--- BEGIN Data for this exercise ---

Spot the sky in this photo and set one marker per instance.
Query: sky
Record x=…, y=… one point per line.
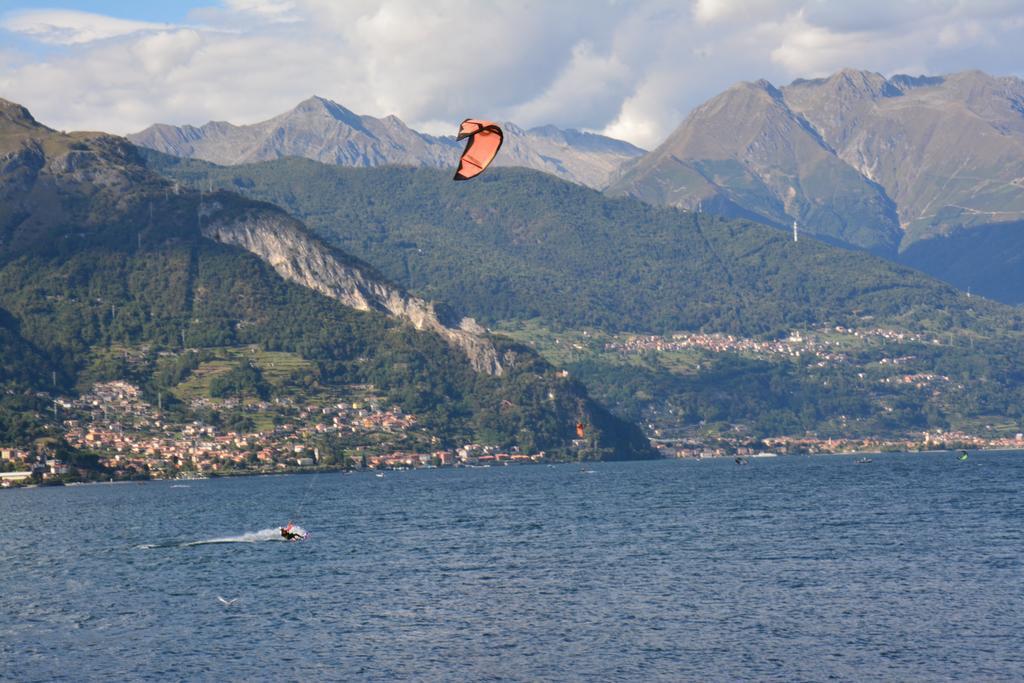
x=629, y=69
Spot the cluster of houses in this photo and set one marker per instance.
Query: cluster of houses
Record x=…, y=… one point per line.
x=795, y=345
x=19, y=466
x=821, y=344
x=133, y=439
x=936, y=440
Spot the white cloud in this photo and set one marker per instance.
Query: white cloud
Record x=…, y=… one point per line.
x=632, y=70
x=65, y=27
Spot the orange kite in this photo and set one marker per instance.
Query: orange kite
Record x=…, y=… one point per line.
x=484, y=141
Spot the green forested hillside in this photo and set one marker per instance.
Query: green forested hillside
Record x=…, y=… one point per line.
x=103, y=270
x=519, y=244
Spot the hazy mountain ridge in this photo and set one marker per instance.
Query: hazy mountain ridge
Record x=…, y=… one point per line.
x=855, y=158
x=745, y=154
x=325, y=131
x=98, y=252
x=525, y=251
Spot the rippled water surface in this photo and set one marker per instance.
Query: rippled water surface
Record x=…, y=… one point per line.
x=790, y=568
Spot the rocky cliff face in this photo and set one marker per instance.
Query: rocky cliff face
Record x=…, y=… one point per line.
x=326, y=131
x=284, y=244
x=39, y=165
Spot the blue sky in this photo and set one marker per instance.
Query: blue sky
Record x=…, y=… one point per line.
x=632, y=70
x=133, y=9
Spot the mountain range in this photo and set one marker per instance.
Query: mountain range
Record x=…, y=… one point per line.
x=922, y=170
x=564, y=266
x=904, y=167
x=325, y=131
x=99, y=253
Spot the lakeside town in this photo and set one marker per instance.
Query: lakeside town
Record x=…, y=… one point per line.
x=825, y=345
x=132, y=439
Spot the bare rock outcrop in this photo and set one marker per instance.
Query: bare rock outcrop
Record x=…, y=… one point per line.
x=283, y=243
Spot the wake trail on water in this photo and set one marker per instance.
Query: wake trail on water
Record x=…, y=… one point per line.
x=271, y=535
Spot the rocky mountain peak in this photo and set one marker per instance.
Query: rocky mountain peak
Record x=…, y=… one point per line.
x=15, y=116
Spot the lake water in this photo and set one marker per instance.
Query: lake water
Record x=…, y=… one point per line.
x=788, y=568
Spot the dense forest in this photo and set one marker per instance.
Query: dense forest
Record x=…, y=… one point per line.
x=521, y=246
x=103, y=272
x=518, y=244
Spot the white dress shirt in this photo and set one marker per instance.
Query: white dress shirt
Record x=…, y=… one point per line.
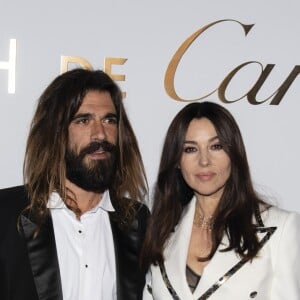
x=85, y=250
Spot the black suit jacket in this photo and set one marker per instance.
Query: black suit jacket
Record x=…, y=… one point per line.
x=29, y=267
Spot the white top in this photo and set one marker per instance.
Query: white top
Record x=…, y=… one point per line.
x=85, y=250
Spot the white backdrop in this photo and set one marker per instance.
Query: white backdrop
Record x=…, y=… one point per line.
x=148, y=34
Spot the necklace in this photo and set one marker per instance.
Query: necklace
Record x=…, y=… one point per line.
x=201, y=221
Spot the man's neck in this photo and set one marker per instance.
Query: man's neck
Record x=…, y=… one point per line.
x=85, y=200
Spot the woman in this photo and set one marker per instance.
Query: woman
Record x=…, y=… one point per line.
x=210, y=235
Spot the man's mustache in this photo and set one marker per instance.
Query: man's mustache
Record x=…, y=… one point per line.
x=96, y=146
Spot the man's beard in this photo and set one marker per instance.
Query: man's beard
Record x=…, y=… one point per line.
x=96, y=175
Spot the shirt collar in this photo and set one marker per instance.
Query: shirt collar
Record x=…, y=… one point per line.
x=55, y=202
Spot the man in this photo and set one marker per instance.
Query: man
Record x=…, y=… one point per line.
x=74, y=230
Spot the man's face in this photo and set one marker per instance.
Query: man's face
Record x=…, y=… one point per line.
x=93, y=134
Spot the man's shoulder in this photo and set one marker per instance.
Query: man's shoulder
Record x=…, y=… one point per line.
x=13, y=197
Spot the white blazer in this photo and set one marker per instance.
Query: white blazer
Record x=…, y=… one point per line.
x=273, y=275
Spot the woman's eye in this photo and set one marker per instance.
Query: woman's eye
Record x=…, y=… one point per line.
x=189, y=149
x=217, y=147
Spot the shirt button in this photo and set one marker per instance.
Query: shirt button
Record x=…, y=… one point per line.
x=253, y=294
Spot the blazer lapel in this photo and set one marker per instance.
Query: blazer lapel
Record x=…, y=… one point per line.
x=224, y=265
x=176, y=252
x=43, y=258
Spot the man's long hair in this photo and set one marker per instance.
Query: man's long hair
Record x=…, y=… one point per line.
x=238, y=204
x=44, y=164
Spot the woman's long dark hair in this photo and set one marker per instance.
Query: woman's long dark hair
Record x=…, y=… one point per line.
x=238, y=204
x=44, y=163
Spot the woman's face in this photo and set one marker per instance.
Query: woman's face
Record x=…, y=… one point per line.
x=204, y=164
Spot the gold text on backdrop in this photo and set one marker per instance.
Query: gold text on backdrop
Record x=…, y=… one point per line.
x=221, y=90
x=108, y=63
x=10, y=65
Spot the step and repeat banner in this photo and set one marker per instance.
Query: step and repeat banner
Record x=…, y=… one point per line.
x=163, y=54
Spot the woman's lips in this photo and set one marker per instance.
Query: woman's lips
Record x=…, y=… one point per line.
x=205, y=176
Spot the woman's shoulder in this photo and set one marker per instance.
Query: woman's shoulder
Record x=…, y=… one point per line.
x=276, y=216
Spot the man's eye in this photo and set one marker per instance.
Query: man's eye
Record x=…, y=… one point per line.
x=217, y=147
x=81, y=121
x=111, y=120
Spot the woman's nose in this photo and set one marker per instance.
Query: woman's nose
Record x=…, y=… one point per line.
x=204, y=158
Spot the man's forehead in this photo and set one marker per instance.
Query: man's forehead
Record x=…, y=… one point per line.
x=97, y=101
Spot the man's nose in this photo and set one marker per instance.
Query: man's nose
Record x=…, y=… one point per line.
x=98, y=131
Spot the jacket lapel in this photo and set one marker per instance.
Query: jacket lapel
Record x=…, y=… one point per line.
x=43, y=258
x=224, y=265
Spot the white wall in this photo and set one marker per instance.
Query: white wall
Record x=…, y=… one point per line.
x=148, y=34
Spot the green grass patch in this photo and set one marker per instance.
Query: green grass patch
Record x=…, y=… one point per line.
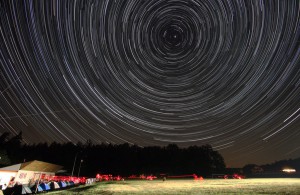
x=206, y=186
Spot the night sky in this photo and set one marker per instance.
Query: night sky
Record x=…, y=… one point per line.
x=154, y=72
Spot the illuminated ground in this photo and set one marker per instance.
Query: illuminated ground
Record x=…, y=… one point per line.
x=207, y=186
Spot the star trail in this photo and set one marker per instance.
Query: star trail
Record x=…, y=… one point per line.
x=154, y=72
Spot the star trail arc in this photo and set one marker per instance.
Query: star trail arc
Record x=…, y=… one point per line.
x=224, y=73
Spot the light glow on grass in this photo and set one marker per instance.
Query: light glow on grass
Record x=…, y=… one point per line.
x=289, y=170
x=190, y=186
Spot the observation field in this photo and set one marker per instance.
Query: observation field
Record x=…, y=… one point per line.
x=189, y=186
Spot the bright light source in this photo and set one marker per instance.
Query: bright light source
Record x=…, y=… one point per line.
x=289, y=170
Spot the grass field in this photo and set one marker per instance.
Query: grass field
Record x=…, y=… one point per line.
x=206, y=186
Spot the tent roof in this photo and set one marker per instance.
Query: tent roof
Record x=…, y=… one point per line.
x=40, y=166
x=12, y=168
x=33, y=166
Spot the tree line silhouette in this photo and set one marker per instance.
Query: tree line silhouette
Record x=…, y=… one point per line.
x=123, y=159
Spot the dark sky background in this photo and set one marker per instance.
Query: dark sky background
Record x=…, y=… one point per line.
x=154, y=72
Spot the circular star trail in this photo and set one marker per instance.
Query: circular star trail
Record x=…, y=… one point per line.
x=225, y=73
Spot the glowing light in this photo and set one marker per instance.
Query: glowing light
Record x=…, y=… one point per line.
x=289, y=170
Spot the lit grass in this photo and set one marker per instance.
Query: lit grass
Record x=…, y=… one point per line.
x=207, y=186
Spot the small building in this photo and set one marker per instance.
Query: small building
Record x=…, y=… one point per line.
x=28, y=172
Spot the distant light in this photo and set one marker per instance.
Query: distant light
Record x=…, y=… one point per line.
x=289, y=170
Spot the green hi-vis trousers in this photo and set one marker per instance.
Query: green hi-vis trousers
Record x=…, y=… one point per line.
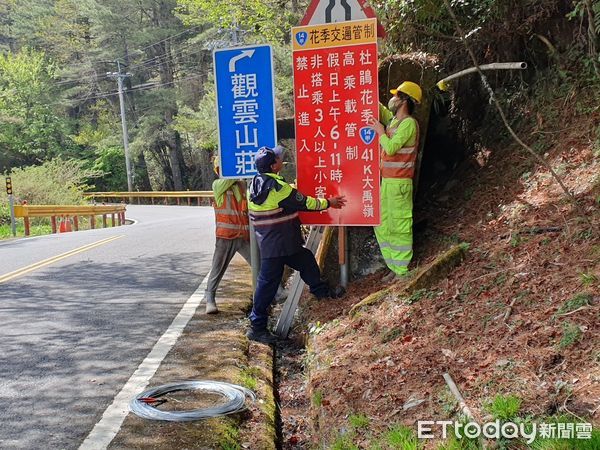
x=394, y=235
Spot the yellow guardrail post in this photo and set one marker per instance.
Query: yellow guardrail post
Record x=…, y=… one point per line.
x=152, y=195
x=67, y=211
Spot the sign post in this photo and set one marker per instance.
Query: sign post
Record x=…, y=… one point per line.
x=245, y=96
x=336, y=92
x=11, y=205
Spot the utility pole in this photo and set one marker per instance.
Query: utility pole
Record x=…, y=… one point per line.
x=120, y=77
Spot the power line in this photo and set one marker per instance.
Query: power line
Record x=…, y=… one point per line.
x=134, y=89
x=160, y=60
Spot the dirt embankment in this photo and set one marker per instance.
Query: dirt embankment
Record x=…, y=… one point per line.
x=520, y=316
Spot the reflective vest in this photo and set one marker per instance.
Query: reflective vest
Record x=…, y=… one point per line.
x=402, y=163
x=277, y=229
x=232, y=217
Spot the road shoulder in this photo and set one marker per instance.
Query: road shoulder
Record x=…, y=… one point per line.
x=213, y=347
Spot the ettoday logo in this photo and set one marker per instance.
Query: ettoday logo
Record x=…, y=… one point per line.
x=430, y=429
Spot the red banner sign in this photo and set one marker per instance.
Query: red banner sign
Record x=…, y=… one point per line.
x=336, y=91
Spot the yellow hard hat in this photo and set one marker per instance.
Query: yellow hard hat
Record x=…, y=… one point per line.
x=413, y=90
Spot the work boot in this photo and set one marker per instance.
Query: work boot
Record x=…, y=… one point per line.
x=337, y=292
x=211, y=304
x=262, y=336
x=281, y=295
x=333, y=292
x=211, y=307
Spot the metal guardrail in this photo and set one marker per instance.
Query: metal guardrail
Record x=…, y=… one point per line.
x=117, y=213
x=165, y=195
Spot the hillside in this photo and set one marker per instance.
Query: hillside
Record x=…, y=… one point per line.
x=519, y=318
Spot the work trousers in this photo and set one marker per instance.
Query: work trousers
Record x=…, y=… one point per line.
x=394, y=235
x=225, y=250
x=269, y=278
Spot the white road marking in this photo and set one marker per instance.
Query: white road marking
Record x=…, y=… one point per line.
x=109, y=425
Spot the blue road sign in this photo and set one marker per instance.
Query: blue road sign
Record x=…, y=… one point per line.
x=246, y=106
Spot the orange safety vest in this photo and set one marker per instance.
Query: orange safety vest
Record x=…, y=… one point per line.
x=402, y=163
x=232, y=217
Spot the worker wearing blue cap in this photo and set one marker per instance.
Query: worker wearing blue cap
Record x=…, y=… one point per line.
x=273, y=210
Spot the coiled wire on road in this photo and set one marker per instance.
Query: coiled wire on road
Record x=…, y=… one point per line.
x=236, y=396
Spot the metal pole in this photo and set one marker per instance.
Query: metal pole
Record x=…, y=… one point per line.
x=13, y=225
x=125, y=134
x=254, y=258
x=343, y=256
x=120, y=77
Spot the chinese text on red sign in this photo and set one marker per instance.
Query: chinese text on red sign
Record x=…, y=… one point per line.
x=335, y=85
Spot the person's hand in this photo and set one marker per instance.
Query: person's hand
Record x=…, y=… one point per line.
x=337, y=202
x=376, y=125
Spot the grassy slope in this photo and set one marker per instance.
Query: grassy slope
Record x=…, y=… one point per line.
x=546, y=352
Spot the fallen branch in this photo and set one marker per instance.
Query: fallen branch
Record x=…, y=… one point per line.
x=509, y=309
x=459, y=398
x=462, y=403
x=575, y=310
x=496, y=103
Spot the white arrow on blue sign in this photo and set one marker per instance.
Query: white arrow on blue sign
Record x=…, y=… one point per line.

--- END Data for this exercise ---

Aim of the exercise: Reproduce the stretch of the listing above from the line containing "Spot the distant" through the line containing "x=67, y=211", substituting "pants" for "trousers" and leaving everything else unchanged. Omit the pictures from your answer.

Exercise solution:
Spot the distant light in this photo and set one marker per instance.
Query: distant light
Record x=…, y=… one point per line.
x=289, y=170
Spot the green hi-vis pants in this photo and set one marker per instance.
Query: green hi-vis pants
Record x=…, y=… one point per line.
x=394, y=235
Spot the yellow guardrail post in this photo and set one marker per instance.
Query: yellow guardrail post
Record x=…, y=… one point per line.
x=152, y=195
x=67, y=211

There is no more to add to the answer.